The data:

— start —

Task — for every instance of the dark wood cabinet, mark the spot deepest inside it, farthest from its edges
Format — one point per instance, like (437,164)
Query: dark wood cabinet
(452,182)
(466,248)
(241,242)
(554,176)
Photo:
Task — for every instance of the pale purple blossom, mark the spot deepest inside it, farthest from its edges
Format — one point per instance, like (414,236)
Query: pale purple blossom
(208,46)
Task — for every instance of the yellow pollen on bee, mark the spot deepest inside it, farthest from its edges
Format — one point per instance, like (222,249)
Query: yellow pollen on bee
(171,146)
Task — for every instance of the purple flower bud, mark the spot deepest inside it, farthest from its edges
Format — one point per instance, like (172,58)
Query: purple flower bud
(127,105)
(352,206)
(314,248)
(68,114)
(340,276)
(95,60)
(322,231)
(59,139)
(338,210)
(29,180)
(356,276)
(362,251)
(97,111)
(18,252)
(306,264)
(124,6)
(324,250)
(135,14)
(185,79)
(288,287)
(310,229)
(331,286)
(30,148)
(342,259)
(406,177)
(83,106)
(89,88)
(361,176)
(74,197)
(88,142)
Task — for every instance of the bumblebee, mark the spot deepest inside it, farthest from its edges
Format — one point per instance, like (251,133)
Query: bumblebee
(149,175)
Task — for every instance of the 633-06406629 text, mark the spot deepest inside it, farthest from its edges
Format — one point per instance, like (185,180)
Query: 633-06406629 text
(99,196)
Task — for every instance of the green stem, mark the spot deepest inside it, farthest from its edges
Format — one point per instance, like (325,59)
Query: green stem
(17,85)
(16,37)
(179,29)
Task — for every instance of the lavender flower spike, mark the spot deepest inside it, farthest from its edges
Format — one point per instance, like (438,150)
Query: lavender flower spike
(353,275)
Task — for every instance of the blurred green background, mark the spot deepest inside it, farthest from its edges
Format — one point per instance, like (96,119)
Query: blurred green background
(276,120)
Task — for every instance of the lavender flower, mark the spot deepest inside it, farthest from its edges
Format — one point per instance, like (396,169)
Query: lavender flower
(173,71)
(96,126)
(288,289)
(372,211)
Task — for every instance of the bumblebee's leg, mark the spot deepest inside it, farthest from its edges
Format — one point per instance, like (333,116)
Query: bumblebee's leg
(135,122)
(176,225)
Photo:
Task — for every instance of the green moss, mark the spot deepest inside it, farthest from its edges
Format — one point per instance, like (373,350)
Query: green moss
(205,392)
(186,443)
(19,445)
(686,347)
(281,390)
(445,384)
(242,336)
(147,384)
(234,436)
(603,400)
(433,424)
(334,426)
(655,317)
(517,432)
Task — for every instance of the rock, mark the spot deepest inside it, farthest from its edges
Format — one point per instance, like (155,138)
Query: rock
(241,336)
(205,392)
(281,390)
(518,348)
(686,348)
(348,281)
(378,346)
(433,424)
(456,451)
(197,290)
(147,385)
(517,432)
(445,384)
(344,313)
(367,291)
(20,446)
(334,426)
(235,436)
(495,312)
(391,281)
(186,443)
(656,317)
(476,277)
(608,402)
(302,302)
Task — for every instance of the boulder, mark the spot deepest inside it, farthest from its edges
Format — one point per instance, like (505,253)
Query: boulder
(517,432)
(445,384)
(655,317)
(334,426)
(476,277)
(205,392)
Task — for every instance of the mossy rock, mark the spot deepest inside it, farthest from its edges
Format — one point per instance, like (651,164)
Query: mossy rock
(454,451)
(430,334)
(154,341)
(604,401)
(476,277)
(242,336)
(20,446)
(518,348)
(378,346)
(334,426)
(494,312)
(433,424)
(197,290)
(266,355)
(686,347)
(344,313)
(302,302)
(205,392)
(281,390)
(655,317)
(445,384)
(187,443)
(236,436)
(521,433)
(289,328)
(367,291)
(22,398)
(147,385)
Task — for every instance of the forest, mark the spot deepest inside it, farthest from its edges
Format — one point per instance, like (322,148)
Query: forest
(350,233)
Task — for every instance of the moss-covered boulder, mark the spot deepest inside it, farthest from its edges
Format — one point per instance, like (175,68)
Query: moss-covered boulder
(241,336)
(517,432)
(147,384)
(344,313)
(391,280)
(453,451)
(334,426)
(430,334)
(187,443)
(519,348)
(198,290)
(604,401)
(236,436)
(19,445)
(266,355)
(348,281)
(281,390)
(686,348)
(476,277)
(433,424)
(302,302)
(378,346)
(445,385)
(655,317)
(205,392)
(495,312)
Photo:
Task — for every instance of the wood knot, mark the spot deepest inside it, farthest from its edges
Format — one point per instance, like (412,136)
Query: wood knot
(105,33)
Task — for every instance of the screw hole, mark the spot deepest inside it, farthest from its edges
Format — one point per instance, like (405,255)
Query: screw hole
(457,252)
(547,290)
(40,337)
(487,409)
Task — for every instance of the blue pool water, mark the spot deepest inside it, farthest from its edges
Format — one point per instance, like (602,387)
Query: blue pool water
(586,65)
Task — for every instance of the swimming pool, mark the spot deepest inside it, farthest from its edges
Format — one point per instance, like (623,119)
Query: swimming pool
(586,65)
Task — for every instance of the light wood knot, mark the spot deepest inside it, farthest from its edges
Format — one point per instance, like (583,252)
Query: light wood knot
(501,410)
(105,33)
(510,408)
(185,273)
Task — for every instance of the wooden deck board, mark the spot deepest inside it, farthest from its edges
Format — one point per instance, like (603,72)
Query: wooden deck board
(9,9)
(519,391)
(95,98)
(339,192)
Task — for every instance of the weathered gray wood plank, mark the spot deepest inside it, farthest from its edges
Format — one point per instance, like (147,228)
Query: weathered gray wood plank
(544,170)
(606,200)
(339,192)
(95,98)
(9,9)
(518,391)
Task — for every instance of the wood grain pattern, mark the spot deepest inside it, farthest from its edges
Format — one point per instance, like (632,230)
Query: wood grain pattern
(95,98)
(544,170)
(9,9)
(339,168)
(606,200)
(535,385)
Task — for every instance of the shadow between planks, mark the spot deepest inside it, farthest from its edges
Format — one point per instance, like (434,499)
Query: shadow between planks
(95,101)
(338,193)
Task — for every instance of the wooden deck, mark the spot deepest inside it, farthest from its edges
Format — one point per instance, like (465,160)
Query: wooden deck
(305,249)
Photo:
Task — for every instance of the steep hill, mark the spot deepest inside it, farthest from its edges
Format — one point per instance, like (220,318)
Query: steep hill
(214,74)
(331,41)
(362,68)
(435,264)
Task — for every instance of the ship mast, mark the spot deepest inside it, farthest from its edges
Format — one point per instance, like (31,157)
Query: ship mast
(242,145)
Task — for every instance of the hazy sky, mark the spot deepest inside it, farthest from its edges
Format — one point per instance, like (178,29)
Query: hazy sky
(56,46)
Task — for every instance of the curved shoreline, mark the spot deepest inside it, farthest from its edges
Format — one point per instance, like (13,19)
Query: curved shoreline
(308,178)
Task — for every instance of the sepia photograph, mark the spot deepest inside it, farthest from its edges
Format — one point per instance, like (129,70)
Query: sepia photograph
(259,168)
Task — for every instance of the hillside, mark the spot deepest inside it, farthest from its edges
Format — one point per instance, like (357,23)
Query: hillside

— end —

Required work: Leave out every line before the one containing "Task — for every instance of the curved"; set down that line and all remaining lines of the material exactly.

Task answer:
Task — for every instance of the curved shoreline, mark the spot deepest inside it, farthest from its edges
Format — one point per instance, like (13,19)
Query: curved shoreline
(308,178)
Task — for every instance of the sepia photograph, mark the spot deepest inside it, farthest from its edges
Format — one point per instance, like (129,70)
Query: sepia photograph
(259,168)
Task — for every instance of the hillside, mark the spot deepest inside it, farthest from its edges
Format — one point per instance, like (357,23)
Query: hillside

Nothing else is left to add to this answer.